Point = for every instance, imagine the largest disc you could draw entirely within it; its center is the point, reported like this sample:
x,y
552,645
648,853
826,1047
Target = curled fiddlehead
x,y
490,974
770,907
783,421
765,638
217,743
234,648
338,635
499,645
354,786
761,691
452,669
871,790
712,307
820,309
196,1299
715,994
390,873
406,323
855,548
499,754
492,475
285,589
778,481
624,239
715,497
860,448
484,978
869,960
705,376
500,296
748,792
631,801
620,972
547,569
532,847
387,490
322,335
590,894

________________

# PROBLEM
Copy every row above word for word, without adding, dropping, or changing anything.

# EXERCISE SOLUTION
Point = for every instance, imagine the largest disc you could draw entirely within it; its center is the point, reported like this sample:
x,y
552,645
648,853
826,1047
Target = curled fiddlehead
x,y
490,974
770,907
783,421
765,638
217,743
234,648
338,635
499,645
354,786
761,691
452,669
871,790
712,307
820,309
196,1299
715,994
390,873
406,323
855,548
499,754
492,475
285,589
778,481
624,239
715,497
860,448
484,978
869,960
705,376
500,296
748,792
631,801
620,972
547,569
532,847
387,490
322,335
590,894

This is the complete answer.